▶ Aim:
Recast all of the items below as a numbered list with one line per entry, leaving out any blank lines. Do not include the pictures in your list.

▶ Data for this exercise:
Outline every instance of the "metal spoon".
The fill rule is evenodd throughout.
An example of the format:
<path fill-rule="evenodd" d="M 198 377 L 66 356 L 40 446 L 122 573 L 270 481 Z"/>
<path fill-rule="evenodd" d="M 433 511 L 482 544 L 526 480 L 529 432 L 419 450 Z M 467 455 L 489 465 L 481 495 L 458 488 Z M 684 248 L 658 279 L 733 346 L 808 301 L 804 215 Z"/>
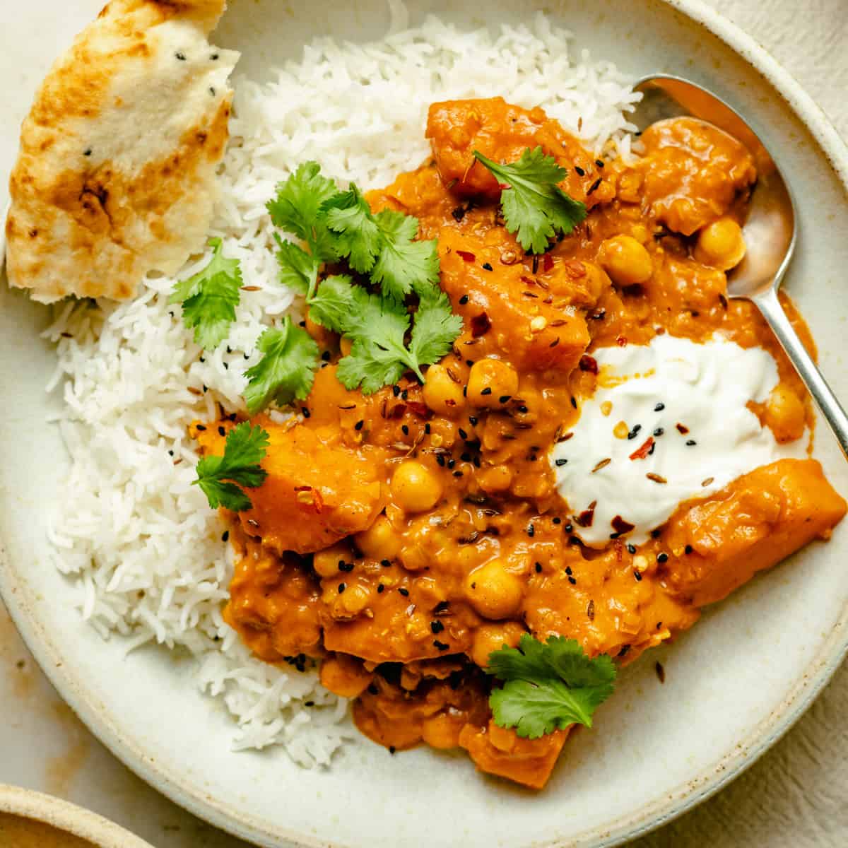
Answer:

▶ Task result:
1. Outline every instance of the "metal spoon".
2. The fill rule is evenodd throughout.
3. An example of the format:
4. <path fill-rule="evenodd" d="M 198 377 L 66 356 L 40 446 L 122 573 L 270 481 Z"/>
5. <path fill-rule="evenodd" d="M 433 511 L 482 544 L 526 480 L 529 432 L 419 450 Z M 467 455 L 489 465 L 481 495 L 458 488 Z M 684 248 L 658 279 L 733 346 L 808 301 L 804 215 Z"/>
6. Answer:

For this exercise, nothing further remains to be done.